* _Exercise_
Return each of the entries below verbatim, preserving every line and character.

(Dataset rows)

******************************

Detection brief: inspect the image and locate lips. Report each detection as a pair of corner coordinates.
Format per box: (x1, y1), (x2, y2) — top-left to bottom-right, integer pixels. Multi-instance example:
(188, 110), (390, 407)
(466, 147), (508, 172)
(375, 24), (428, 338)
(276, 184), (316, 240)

******************************

* _Correct output_
Detection brief: inspect the image and locate lips. Report each detection as a pair of corner coordinates.
Format per box: (x1, y1), (x2, y2) — top-left to bottom-right, integer pixels. Multi-instance example:
(188, 110), (390, 407)
(466, 147), (508, 172)
(375, 24), (428, 338)
(276, 184), (316, 240)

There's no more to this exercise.